- _THINGS TO DO_
A. In the article on first impressions, reproduce the passage from "4. First impression" to "their first impression.".
B. According to the article on first impressions, how long can it take to change someone's initial impression of you?
C. Render this sentence from the article on first impressions in Spanish: "Basically, people like people who seem like they’ll be a social benefit, rather than a social burden."

─── DOCUMENT EXCERPT ───

“BECOME A BETTER MAN” – 3 (FIRST IMPRESSION MATTERS)


Each interaction with others people carries with it an Opportunity and a Possibility. Every person you meet is a potential new Friend, Lover, Client, soul for the Kingdom or Destiny Helper. Every day you’re making contact with people for the first time; it happens so often you may not even really register these encounters. Whether these possibilities turn into something often hinges on the first impression you make on them.

Have you ever heard the phrase “don’t judge a book by its cover?” Many people have never thought about their first impression because they think changing it would mean acting fake, or that judging someone at a glance is superficial and inaccurate. The implication here is that people have already decided on what you’re like before you’ve said anything beyond your initial introduction.

 

Characteristics of First Impression

  1. First impressions are registered with lightning speed,
  2. First impression last a surprisingly long time.
  3. Because of what’s called the “primacy effect,” people tend to lend more weight to the things they learn initially about someone, rather than the information they take in later.
  4. First impression forms a filter or lens through which a new acquaintance will henceforth see you.
  5. Moving forward, people generally look for your behaviors that confirm their conclusion from their first impression.
  6. Largely people ignore things that contradict that first impression they had of you.
  7. Once you’ve made an initial impression on the clay of their mind, the rest of the relationship tends to follow its contours, affecting all their future thoughts about you.
  8. It can take up to six months of regular contact with someone to change their initial impression and alter the lens through which they see you.

It might seem unfair that people form such a firm assessment of you in such a short time, and think that these snap impressions are bound to be faulty. Yet dozens of studies have shown that first impressions are actually highly accurate in gauging a person’s true personality and abilities.

What makes good first impression?

Generally, people like other people who are:

  • Warm
  • Confident
  • Trustworthy
  • Credible
  • Kind
  • Attractive
  • Make them feel comfortable
  • Feel interesting
  • Feel valued.

Basically, people like people who seem like they’ll be a social benefit, rather than a social burden. People are attracted to people who have something to offer — not just monetary resources, but those of many different kinds. People are looking for those who come bearing 4 social gifts: Appreciation, Connection, Elevation, and Enlightenment

On the other hand, people tend to avoid “high maintenance people” – those who are boring, empty, self-absorbed, insecure, and needy; people who will inflict a cost; who will require a greater energy investment than they give. So if you’re serious about improving the impression you make externally, you have to start by shaping your inner values.

Mastering the mechanics of a positive first impression thus isn’t about hiding your true personality or trying to be someone you’re not. The goal of improving your conversational strategies and body language is simply to get these external behaviours to match and enhance, rather than contradict, your inner self. Doing so helps you reveal and showcase your best qualities, and gives others greater access to them. Such packaging may only be skin deep, but it draws people in and entices them to want to “unwrap” you further.

 

 

 

 

 

 

 

Life, Space & Friendship – 3


True friendship is based primarily on what and how you feel, think, see and carry each other in your heart. And because true friendship is a heart matter, it is very difficult to judge or quantify. If you are truly and genuinely somebody’s friend, you will know it but more important, they will know it too. True friendship is like being in love, you know you are in love, but mostly don’t know why, because if you know why, the moment that reason becomes weak or absent, the relationship is over.

─── INFORMATION SUPPLIED ───

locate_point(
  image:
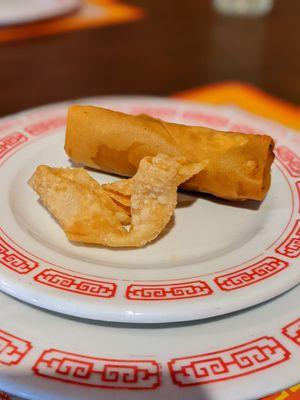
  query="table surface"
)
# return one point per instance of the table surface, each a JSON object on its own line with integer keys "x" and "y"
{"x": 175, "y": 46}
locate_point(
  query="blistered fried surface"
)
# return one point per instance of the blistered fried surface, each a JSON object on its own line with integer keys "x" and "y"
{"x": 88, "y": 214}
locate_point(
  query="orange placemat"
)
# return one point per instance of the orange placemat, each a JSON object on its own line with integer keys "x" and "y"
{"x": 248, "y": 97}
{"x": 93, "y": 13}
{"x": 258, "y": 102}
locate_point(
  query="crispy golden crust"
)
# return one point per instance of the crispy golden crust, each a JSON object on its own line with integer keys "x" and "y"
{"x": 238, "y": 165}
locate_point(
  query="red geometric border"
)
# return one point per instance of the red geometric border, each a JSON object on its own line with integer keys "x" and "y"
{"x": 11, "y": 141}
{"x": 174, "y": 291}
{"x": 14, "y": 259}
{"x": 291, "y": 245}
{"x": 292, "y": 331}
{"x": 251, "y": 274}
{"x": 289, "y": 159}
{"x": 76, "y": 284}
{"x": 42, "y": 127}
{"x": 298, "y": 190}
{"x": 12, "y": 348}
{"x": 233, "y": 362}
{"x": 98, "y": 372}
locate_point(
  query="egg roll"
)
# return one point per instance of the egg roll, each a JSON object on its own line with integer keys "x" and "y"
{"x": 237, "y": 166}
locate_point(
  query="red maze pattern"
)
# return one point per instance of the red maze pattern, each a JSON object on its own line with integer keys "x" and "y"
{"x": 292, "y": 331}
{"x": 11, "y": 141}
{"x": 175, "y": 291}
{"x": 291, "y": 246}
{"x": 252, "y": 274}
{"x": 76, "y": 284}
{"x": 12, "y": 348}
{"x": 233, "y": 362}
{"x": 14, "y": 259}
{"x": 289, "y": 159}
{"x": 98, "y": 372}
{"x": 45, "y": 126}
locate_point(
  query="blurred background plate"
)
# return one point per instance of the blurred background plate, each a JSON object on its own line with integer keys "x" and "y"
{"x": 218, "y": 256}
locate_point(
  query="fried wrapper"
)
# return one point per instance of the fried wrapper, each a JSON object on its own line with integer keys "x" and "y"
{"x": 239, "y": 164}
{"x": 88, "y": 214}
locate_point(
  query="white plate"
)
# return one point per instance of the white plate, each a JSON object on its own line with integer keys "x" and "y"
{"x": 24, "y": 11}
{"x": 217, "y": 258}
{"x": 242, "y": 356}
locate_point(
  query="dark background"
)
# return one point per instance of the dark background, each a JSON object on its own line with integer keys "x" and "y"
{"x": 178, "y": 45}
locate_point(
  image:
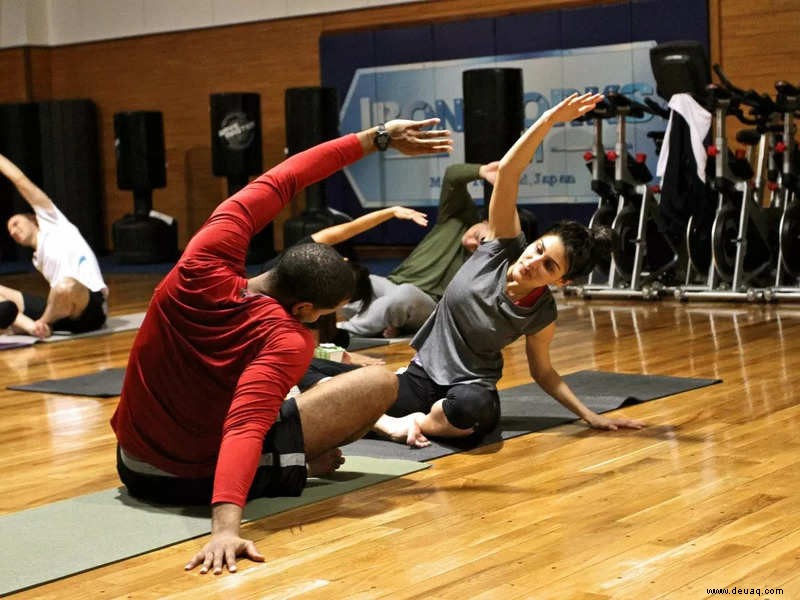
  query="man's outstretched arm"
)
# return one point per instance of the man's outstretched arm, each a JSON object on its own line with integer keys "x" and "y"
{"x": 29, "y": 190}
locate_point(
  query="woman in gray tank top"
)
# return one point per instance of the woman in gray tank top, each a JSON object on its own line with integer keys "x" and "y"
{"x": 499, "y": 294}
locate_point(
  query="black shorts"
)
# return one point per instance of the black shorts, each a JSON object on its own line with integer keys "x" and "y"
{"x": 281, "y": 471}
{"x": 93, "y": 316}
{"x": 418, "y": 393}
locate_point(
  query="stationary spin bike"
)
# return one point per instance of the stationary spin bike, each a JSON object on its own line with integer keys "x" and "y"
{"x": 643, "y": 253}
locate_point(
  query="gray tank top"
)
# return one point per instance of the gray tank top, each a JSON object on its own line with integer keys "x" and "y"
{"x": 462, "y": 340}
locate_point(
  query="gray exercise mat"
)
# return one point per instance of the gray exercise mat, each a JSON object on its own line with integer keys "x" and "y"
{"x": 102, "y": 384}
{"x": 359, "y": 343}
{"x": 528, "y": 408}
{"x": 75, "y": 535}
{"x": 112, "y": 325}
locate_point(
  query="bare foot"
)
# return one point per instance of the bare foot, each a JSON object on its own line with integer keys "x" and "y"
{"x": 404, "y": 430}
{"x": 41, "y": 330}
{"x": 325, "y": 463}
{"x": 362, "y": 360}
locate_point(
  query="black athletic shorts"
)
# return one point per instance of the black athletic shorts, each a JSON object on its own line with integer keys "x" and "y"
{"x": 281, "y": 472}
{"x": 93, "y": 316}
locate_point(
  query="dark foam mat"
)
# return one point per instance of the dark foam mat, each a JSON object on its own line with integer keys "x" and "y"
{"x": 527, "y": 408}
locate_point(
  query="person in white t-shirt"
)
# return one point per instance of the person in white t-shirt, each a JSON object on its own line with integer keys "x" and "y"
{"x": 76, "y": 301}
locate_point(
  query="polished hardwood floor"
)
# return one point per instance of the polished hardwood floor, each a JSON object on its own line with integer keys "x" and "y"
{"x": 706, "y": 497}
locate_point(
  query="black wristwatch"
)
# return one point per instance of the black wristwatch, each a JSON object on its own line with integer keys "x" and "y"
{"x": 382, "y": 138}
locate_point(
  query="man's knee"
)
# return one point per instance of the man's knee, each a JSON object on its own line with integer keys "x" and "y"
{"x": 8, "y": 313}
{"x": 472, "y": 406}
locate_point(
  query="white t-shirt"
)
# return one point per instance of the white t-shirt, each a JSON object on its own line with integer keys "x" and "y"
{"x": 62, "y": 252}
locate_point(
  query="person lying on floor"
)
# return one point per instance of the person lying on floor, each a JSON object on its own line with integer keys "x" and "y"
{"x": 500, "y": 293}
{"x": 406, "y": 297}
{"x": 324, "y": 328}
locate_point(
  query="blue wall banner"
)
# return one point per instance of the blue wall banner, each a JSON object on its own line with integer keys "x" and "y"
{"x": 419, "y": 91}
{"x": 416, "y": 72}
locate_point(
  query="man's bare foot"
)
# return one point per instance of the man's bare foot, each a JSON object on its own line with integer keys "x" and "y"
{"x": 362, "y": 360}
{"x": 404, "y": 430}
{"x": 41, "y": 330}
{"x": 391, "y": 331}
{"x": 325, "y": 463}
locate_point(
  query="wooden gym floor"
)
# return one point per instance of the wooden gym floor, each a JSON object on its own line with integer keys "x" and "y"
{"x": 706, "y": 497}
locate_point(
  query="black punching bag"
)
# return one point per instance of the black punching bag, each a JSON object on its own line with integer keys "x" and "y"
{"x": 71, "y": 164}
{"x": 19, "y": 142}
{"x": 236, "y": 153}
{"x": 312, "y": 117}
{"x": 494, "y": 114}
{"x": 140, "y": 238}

───
─── INFORMATION SUPPLIED ───

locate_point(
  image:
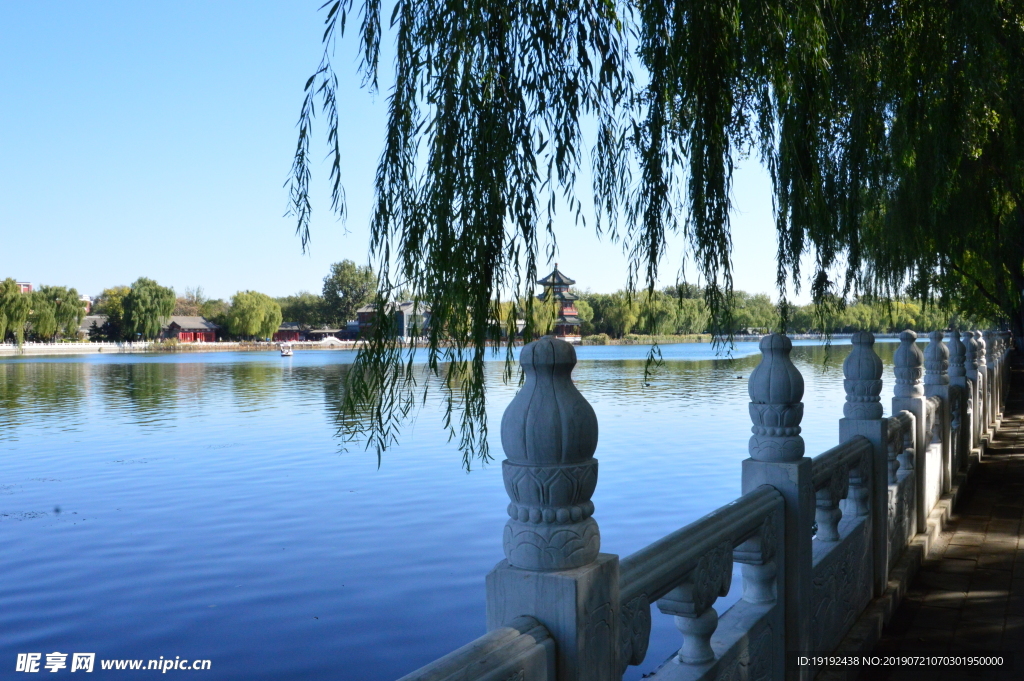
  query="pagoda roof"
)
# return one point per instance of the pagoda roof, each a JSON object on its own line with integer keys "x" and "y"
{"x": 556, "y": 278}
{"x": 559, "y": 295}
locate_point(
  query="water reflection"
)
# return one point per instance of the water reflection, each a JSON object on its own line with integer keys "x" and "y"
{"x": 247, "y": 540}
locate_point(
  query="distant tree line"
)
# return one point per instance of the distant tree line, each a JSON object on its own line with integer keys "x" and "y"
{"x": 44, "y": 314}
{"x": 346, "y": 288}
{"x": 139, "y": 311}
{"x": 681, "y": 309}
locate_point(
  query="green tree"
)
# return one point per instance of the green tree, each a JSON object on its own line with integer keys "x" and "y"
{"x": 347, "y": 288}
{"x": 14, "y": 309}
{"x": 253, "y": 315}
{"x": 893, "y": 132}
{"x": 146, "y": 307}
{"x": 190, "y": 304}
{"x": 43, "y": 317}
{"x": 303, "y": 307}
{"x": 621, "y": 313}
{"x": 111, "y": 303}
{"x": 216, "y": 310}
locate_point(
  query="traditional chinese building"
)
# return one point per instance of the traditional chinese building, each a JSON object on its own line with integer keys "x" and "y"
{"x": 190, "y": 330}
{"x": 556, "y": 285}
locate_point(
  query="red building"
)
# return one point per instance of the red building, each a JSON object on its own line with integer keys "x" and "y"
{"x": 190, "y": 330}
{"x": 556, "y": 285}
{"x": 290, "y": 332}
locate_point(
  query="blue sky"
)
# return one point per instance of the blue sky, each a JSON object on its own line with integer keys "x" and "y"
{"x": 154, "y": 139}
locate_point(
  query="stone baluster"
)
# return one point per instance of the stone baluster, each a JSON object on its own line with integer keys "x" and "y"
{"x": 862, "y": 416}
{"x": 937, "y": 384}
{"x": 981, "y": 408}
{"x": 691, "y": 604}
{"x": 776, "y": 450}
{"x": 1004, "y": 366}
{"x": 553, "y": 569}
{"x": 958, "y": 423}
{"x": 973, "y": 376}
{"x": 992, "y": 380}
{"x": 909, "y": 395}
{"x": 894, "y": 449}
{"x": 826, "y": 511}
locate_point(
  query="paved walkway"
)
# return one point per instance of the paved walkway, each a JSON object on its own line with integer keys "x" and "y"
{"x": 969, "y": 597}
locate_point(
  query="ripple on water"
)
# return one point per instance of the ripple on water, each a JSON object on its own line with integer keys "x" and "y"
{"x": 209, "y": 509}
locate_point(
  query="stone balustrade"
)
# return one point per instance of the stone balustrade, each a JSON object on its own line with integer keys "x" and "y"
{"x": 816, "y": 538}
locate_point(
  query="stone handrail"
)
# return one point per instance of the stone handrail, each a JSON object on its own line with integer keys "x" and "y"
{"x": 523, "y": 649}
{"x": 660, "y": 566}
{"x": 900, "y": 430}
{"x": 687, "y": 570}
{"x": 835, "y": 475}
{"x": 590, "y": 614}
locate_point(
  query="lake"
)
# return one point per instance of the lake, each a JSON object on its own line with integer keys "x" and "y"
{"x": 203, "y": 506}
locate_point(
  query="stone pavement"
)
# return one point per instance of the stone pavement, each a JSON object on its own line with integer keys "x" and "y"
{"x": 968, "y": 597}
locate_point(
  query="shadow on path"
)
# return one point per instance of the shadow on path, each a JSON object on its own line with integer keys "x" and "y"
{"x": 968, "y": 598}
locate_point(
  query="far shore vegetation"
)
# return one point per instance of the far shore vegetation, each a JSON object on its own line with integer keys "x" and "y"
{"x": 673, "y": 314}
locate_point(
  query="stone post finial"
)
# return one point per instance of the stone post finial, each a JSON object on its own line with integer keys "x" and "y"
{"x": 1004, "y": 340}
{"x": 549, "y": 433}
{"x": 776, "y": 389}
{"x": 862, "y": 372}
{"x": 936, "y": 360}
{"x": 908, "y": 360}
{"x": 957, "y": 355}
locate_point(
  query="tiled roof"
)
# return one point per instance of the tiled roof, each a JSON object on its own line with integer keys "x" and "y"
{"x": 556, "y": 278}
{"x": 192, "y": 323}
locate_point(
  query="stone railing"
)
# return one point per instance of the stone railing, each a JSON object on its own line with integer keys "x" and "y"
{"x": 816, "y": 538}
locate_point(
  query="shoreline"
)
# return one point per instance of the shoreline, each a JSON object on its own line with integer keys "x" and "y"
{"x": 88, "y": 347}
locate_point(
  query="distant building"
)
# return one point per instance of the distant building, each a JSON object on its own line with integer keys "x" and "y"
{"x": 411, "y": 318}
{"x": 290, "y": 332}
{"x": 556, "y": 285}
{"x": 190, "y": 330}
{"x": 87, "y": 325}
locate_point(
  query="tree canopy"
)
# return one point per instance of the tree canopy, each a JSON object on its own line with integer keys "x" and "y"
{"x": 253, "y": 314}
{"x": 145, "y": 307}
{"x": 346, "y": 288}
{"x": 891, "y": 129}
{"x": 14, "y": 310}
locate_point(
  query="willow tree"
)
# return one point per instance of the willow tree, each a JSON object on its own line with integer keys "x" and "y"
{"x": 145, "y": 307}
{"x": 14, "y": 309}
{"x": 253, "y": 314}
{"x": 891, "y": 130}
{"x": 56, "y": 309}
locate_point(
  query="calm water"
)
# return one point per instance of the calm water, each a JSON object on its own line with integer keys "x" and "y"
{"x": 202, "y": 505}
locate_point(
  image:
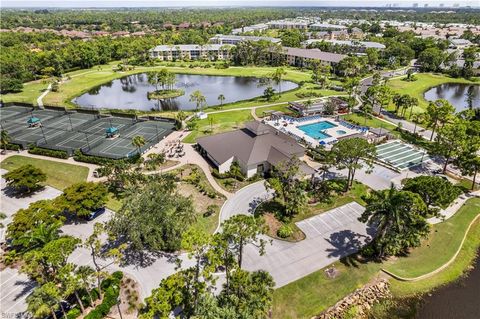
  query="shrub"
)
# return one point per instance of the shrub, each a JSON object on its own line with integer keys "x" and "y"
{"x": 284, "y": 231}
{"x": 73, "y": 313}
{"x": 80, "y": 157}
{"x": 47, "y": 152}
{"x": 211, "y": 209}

───
─── INFORMATION SUPPLIED ───

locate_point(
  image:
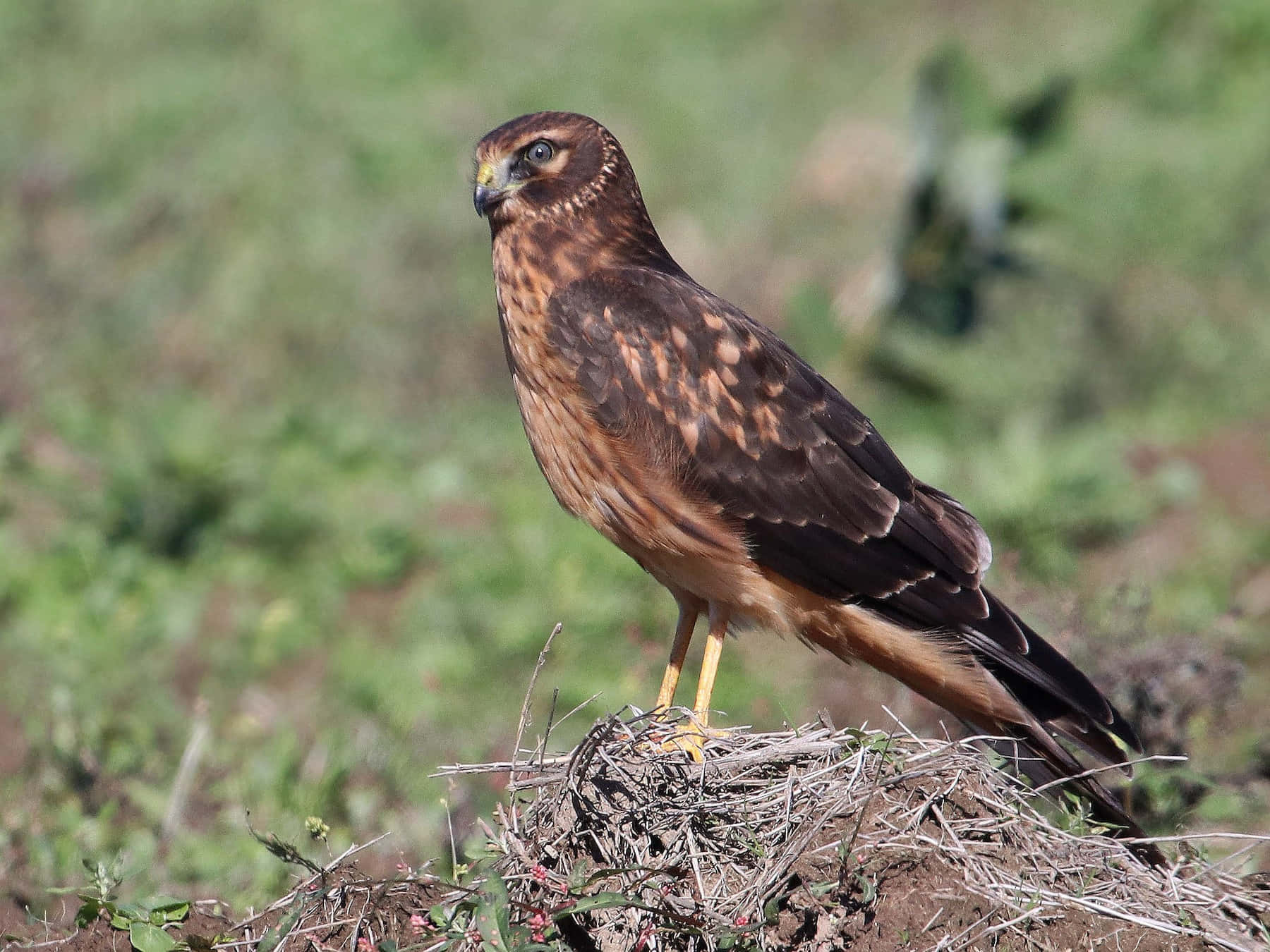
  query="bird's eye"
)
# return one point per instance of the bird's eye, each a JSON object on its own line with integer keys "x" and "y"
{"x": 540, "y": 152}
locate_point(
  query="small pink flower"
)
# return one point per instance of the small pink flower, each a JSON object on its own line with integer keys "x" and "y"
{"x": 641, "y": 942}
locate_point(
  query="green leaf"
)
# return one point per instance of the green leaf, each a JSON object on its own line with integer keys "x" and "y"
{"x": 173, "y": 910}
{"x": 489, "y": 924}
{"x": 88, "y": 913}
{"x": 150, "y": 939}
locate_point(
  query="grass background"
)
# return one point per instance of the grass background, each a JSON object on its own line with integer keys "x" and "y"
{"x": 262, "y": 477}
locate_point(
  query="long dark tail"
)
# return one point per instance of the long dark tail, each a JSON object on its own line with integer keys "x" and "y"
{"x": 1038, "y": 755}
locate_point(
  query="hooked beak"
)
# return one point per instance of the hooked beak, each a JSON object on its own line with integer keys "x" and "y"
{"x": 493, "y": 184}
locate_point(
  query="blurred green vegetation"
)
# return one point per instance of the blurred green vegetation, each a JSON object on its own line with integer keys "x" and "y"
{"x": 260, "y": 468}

───

- _EXERCISE RESULTS_
A.
4. First impression forms a filter or lens through which a new acquaintance will henceforth see you.
  5. Moving forward, people generally look for your behaviors that confirm their conclusion from their first impression.

B. Up to six months of regular contact.

C. Básicamente, a la gente le agradan las personas que dan la impresión de que serán un beneficio social, en lugar de una carga social.